[[ Data for this exercise open ]]

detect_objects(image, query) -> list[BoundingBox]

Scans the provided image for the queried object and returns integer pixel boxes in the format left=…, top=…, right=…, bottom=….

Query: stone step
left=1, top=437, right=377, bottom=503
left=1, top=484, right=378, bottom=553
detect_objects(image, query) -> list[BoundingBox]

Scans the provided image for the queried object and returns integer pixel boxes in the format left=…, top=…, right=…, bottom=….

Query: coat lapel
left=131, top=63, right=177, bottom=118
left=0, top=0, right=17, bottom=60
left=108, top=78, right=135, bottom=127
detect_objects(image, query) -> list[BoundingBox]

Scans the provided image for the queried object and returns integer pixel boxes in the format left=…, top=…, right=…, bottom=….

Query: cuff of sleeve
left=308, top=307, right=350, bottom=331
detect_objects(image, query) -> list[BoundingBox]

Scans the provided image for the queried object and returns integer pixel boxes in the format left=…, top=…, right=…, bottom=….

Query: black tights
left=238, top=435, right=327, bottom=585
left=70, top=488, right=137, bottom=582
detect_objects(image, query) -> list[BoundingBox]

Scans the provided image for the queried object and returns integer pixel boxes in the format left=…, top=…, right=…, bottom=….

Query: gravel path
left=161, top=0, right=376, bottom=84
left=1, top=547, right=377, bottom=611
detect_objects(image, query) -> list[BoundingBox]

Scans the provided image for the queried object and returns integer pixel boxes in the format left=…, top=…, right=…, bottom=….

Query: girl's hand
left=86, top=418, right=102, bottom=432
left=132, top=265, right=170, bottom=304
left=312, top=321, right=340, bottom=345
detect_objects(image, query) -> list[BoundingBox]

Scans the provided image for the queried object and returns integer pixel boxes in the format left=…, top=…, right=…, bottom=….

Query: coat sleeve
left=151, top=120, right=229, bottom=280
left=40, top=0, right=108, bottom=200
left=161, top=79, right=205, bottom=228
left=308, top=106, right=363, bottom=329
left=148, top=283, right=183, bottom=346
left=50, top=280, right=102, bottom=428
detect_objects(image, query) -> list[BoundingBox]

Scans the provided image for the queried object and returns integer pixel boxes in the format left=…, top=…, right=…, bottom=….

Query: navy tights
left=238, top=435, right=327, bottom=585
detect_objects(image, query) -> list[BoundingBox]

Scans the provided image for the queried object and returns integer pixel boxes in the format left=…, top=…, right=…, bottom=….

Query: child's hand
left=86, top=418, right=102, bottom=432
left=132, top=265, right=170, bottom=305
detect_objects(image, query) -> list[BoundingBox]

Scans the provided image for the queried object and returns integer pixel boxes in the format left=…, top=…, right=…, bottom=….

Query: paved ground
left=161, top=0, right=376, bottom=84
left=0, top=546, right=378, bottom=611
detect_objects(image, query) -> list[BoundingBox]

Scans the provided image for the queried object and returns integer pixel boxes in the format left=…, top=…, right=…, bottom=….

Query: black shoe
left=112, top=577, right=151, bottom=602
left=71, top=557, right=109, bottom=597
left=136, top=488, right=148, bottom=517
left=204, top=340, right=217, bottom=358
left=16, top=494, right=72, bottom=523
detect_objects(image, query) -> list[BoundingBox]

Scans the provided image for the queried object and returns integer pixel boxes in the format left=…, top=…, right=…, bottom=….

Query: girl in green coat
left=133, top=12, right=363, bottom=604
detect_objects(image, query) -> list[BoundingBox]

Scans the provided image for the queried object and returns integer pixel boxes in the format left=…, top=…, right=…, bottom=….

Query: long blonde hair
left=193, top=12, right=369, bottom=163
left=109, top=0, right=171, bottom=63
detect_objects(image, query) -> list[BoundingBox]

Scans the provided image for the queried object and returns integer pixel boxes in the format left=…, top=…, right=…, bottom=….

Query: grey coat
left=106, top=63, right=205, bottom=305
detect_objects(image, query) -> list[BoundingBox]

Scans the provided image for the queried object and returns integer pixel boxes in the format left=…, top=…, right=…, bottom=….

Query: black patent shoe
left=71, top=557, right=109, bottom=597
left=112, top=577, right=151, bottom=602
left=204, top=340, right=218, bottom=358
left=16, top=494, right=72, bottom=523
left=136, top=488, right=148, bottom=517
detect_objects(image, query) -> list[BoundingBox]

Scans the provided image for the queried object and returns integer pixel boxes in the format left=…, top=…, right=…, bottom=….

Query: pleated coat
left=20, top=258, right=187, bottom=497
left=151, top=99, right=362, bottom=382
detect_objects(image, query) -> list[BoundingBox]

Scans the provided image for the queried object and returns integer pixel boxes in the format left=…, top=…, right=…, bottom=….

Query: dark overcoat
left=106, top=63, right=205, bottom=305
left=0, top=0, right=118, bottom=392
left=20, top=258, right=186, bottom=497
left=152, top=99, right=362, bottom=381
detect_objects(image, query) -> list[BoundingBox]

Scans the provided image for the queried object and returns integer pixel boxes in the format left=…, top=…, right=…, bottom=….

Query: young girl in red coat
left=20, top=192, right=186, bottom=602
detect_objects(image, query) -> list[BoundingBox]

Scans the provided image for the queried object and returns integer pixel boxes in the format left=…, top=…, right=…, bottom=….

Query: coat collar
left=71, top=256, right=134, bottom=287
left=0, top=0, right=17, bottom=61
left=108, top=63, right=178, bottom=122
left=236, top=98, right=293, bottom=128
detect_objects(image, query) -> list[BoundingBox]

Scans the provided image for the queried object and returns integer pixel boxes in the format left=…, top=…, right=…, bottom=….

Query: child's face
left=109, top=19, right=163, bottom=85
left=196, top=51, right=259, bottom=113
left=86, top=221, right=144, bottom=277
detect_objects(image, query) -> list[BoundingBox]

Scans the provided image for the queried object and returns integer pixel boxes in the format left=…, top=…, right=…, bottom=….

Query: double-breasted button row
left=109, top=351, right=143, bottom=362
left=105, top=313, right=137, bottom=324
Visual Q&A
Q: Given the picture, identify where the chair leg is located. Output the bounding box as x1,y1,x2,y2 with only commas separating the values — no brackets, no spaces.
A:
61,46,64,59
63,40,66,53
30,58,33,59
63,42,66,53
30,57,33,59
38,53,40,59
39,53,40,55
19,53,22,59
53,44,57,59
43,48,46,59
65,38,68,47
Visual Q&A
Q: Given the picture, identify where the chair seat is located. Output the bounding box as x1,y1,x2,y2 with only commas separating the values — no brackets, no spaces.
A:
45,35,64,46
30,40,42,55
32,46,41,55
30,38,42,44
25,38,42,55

[[ Data for this exercise closed ]]

> **Task description**
The answer must consist of every line above that holds the string "values", copied exactly.

> **Response box**
Q: Given the picture, identify where the chair leg is located. Output the bounding box as x1,y1,x2,y2 with only commas separating the values — no brackets, no spaces.
Q: Given the picture, identify where the chair seat is located. Output the bounding box as x1,y1,x2,y2 with only commas separating the values — no brackets, no spaces.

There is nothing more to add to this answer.